- _Rows_:
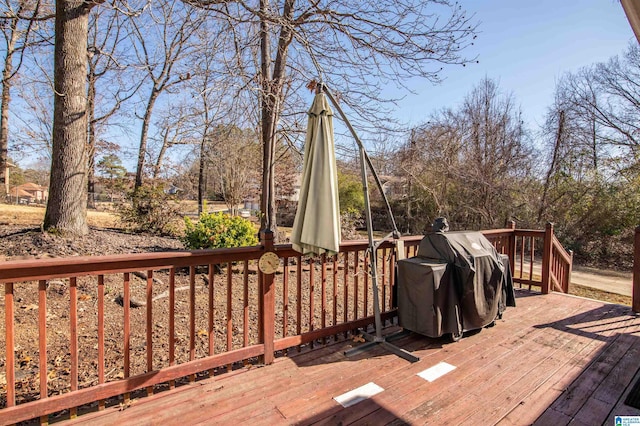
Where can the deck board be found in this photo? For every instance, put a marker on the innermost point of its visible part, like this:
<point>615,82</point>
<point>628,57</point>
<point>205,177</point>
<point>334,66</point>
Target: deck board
<point>553,359</point>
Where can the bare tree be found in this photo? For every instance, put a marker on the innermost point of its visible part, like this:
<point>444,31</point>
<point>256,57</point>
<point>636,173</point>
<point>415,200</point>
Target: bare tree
<point>235,159</point>
<point>107,87</point>
<point>169,24</point>
<point>67,209</point>
<point>356,46</point>
<point>470,164</point>
<point>17,21</point>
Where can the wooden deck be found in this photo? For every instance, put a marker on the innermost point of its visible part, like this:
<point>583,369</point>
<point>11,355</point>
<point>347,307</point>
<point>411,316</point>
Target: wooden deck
<point>551,360</point>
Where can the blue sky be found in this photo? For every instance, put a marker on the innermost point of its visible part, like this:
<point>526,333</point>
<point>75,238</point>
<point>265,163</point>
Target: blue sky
<point>526,46</point>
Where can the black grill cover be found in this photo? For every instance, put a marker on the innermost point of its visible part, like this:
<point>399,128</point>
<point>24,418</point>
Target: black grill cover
<point>478,285</point>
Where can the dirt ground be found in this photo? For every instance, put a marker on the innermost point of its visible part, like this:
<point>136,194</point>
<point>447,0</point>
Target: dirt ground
<point>19,242</point>
<point>21,238</point>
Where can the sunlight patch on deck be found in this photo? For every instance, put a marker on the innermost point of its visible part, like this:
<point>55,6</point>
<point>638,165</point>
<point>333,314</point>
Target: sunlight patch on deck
<point>359,394</point>
<point>437,371</point>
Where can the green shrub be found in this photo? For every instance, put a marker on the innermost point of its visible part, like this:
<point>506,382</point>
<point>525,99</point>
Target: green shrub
<point>149,209</point>
<point>219,230</point>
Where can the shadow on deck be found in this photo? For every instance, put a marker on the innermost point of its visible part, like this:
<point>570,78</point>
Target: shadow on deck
<point>553,359</point>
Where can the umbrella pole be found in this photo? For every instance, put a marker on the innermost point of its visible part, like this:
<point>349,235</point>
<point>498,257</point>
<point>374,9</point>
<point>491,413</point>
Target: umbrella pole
<point>364,161</point>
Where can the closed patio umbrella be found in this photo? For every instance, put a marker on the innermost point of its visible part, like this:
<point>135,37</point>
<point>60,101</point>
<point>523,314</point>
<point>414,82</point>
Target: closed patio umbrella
<point>316,228</point>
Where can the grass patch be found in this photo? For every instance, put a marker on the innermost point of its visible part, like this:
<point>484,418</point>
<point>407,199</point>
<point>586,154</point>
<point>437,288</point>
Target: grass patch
<point>21,215</point>
<point>605,296</point>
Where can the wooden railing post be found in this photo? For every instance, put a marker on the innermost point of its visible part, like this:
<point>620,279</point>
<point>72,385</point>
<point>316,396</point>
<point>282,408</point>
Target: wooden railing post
<point>636,272</point>
<point>267,302</point>
<point>546,258</point>
<point>512,244</point>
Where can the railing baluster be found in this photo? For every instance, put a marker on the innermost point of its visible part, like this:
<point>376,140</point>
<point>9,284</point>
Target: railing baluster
<point>42,339</point>
<point>229,311</point>
<point>323,292</point>
<point>172,322</point>
<point>299,296</point>
<point>365,286</point>
<point>73,338</point>
<point>10,364</point>
<point>101,378</point>
<point>126,303</point>
<point>345,285</point>
<point>532,250</point>
<point>356,263</point>
<point>385,281</point>
<point>149,295</point>
<point>285,297</point>
<point>192,318</point>
<point>211,325</point>
<point>311,294</point>
<point>523,241</point>
<point>245,316</point>
<point>335,289</point>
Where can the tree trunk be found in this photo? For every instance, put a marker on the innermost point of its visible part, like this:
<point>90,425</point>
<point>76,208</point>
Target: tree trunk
<point>202,174</point>
<point>67,207</point>
<point>91,141</point>
<point>267,222</point>
<point>4,125</point>
<point>142,152</point>
<point>4,106</point>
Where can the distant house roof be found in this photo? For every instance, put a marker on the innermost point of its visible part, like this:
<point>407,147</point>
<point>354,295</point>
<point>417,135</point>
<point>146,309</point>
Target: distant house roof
<point>30,186</point>
<point>19,192</point>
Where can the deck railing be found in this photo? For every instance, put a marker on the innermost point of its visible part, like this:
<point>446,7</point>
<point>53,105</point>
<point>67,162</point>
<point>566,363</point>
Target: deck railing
<point>97,330</point>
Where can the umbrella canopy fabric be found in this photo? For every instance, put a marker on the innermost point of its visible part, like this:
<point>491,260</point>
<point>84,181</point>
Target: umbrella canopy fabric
<point>316,228</point>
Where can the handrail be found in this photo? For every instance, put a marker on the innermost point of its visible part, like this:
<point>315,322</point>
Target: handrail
<point>233,313</point>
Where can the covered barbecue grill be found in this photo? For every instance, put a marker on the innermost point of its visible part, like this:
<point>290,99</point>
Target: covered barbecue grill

- _Exercise instructions_:
Please rewrite the rows starting with the line with "Where can the distant" and going on through the line with "<point>19,192</point>", replacing "house roof" with "barn roof" and leaving everything else unchanged.

- _Solution_:
Where can the distant barn roof be found in this photo? For every instance, put a marker on the innermost point of its visible part, like this:
<point>407,147</point>
<point>354,295</point>
<point>417,135</point>
<point>146,309</point>
Target: distant barn roof
<point>30,186</point>
<point>19,192</point>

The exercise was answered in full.